▸ YOUR GOAL
Please retype the data below line for line and leave out every picture.

▸ Source records
* * * * * * * * *
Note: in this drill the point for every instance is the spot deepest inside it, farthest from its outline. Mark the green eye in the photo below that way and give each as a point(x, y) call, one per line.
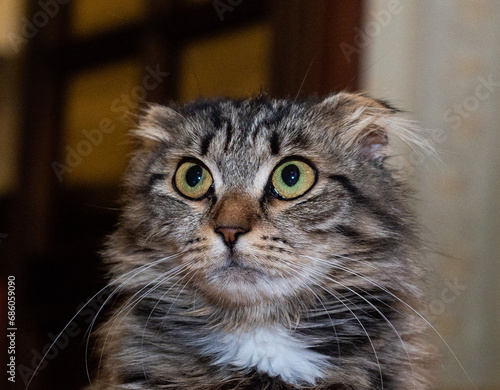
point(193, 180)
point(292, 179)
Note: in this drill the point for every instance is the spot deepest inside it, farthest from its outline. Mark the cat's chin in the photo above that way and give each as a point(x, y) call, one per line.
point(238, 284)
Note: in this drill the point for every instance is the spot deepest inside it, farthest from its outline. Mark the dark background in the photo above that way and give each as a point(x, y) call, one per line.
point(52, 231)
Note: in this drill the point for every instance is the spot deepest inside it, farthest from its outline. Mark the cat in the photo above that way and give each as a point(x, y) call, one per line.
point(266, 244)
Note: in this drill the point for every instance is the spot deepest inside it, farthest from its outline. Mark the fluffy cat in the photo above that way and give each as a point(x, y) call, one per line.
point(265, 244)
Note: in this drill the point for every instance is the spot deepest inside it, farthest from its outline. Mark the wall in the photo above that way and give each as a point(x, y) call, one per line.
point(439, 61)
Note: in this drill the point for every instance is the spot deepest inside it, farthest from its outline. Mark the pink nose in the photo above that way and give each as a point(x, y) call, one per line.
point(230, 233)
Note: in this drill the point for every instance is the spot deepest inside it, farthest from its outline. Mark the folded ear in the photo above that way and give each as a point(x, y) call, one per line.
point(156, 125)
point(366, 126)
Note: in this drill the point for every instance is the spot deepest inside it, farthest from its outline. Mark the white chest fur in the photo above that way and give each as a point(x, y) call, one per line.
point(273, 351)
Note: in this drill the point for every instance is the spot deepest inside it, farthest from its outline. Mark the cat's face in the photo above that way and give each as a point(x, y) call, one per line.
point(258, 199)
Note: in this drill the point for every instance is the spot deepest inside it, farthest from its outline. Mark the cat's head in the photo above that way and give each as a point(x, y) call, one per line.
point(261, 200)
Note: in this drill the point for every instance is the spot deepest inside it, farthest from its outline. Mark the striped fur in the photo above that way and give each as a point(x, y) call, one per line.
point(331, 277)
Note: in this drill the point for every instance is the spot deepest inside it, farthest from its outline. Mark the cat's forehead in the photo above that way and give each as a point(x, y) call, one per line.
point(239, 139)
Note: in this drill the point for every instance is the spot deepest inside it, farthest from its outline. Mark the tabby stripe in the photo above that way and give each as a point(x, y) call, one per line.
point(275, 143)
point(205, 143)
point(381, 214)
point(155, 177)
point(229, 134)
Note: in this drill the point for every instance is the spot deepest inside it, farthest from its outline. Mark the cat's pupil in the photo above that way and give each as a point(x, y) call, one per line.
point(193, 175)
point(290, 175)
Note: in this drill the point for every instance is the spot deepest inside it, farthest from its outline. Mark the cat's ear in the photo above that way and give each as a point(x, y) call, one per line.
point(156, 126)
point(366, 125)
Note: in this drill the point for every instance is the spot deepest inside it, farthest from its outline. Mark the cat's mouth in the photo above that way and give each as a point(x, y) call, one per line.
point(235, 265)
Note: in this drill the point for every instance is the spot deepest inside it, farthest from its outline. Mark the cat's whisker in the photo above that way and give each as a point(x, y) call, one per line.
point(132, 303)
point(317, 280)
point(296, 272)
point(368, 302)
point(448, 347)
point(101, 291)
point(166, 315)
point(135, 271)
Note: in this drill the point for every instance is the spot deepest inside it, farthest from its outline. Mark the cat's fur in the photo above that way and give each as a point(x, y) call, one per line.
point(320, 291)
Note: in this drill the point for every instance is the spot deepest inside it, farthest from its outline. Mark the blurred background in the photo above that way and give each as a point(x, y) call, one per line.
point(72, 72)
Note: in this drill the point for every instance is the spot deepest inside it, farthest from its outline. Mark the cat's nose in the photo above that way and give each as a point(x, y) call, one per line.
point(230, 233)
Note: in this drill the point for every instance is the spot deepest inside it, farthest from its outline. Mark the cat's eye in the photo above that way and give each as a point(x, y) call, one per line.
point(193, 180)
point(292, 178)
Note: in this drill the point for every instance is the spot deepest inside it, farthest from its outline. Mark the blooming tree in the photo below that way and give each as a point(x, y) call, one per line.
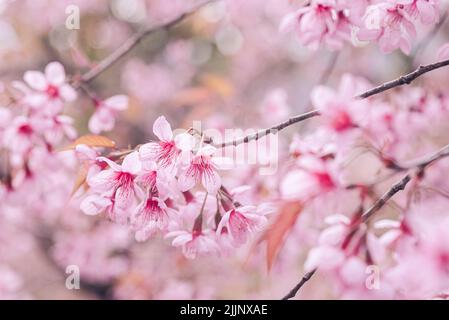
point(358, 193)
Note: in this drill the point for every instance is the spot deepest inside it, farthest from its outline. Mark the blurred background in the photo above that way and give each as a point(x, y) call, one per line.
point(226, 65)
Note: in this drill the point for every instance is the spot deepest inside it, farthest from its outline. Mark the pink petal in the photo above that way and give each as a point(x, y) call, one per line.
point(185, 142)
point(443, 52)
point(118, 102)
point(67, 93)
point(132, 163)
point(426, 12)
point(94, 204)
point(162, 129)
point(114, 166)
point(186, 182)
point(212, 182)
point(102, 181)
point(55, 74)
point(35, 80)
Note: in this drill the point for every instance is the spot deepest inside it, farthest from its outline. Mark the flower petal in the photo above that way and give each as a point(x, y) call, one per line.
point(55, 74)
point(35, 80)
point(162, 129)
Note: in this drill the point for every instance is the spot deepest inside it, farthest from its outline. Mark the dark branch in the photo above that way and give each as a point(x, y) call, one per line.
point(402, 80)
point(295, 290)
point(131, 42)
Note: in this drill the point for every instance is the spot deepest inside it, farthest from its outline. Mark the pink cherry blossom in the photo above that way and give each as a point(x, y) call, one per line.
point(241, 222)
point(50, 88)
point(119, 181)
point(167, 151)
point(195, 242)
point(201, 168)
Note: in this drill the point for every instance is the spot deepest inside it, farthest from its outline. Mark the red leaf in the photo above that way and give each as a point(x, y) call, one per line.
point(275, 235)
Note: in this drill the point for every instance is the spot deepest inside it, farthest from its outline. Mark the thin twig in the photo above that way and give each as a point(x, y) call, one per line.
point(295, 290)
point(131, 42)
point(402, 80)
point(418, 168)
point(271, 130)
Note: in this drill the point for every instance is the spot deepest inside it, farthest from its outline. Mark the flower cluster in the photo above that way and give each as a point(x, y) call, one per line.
* * * * * * * * *
▸ YOUR SOLUTION
Note: in this drill the point for every instance is the spot deepest inside it, farthest from its outline. Mark the green eye in the photo below that way and give each as a point(x, y) call, one per line.
point(193, 180)
point(292, 179)
Note: in this drill the point for every instance is the spot deepest inside it, farthest from its outline. Mark the cat's chin in the photo above that way and give each as a point(x, y) call, one per line.
point(238, 284)
Note: in this drill the point for every instance is the spot deepest inside it, farthest from its outline. Mark the dark background in the photo above that way and give each as a point(x, y) call, one per line.
point(52, 231)
Note: in this drill the point for every instance is the spot deepest inside it, farthest from its outline. Mark the cat in the photo above that way and give each as a point(x, y) call, one per line.
point(266, 244)
Note: in this drill the point for every instance is the spot deepest inside it, farthest from its outline. Mark the fluffy cat in the photo above that way and give each as a point(x, y) call, one per line.
point(265, 244)
Note: in this drill the point for every instance is the spot deepest inside it, farthest from its outline. Mark the wall in the photo above that way and give each as a point(x, y) call, one per line.
point(439, 61)
Note: in this drill the point for every instance is the spot deepest inside it, farthest from its outline. Mark the pink nose in the photo above that way and give each as a point(x, y) call, one per line.
point(230, 233)
Note: in this drill the point for every instance is the spot deepest inside it, farthest from its outline. Mark the folded ear in the photo above that way and give each as a point(x, y) call, one per line.
point(156, 125)
point(366, 126)
Note: in this drill the point for every instance is the spot deepest inside it, farthest from its outline. Mark the white chest fur in the photo above that way and give each as a point(x, y) call, one per line.
point(273, 351)
Note: in this drill the point for every instance is the spot deepest inside it, farthest from its outline. Mark the cat's face in the photo above that way and give each as a point(x, y) call, one per line.
point(258, 199)
Note: in this drill the point for every instance is the spot deepest inside it, farthest from its outline. Mark the cat's head in the photo above that way and give each as a point(x, y) call, one per line.
point(261, 200)
Note: in this drill the point for every instance is the spot deepest inside it, farthest from its outline. Mark the striped fur in the photo above that way and give each as a point(x, y) call, one per line.
point(331, 277)
Note: in this drill the point for every instance is the spot deepest inside it, farthest from its outline. Mark the cat's forehead in the photo above that way and give each as a point(x, y) call, one per line.
point(239, 139)
Note: in this drill the point for every instance is the spot deepest inside it, farthest from its outline. Mark the tabby stripe in the photo above that way and give each as a point(x, y) call, one per line.
point(275, 143)
point(205, 143)
point(381, 214)
point(155, 177)
point(229, 134)
Note: in this drill the point for every instance is the spot deepest inside it, farthest from its outline. Mark the cat's pupil in the photo above that way and give each as a point(x, y) call, one per line.
point(193, 175)
point(290, 175)
Note: in this drill the point for every instance is the spot deepest inside it, farthest from its outline. Mark the cat's ear in the photo above that way and give each as a point(x, y) call, one per line.
point(156, 126)
point(366, 125)
Note: in this drill the point for every instance is the spot deepest inside it, farthest from its outline. Mark the cat's mouth in the photo above that way and give each as a point(x, y) call, one per line.
point(235, 265)
Note: in this drill the point for every instance is the spot deepest inside it, farthest from its outline. Mark the cat's whisker in the photo above that way and give each as a point(x, y) call, one per line.
point(132, 303)
point(317, 280)
point(296, 272)
point(368, 302)
point(448, 347)
point(101, 291)
point(166, 315)
point(135, 271)
Note: in this drill the point for every instance is the spot deepest inside it, farthest from its outline. Mark the cat's fur in the photo above that way and give each as a point(x, y) call, one per line.
point(320, 291)
Note: in this drill the point for every instance is the spot deepest inside it, farthest from its outline. Mark the blurred background in the photo above that way and give each as a point(x, y) call, one per line.
point(72, 72)
Note: in this drill the point for every instance is the spot deepest inside it, farthest from its outline. Mark the cat's nose in the photo above that way and give each as a point(x, y) call, one per line.
point(230, 233)
Note: in this drill the point for every instance is the spot deepest inside it, farthest from its outline. Mark the cat's eye in the photo above that way and give each as a point(x, y) call, one per line.
point(193, 180)
point(292, 178)
Note: in this drill the point for every instance is the spot deepest inside it, farthest from its outline. Mark the blooming tree in the photo below that way and give each as a point(x, y) call, one per line.
point(358, 193)
Note: in this drill the point for every instance is the spot deepest inside it, farthest from its outline. Mark the blurred background in the photo above that way and give each as a point(x, y) call, one per line.
point(226, 65)
Note: in this drill the point for every instance is the spot deepest inside it, farthest from its outline. Mark the pink petal in the photo above that way and give each as a point(x, y) call, one per line.
point(185, 142)
point(443, 52)
point(118, 102)
point(67, 93)
point(132, 163)
point(426, 12)
point(94, 204)
point(162, 129)
point(114, 166)
point(186, 182)
point(212, 182)
point(102, 181)
point(55, 74)
point(35, 80)
Note: in this drill the point for every instance is the spot deepest inside it, farthest from its outline. Mark the flower petal in the photo above that way and give each as a point(x, y) call, one per line.
point(55, 74)
point(35, 80)
point(162, 129)
Note: in this drill the point for every instance is the spot deepest inside it, farthest from its outline. Mark the dark branch in the photo above that way and give each as a point(x, y) call, one per line.
point(402, 80)
point(295, 290)
point(131, 42)
Note: in this drill the point for every instance is the spot deepest inside it, farthest from its outline. Mark the pink cherry blossom in the photo above that way and give each as a point(x, y) call, one per line.
point(241, 222)
point(50, 88)
point(119, 181)
point(167, 151)
point(195, 242)
point(201, 168)
Note: in this drill the point for every instance is the spot deepest inside it, farthest from its outline. Mark the red leaf in the photo above that way and give each as a point(x, y) call, one per line.
point(275, 235)
Note: in this drill the point for every instance is the spot deepest inside it, farthest from its outline. Mark the thin twig in the photo above that way and give each as a point(x, y) call, one per line.
point(295, 290)
point(131, 42)
point(402, 80)
point(418, 168)
point(271, 130)
Note: in this drill the point for every instance is the spot deepest inside it, farthest from its outline. Mark the flower cluster in the photo above that way and give each as a point(x, y) call, one per line.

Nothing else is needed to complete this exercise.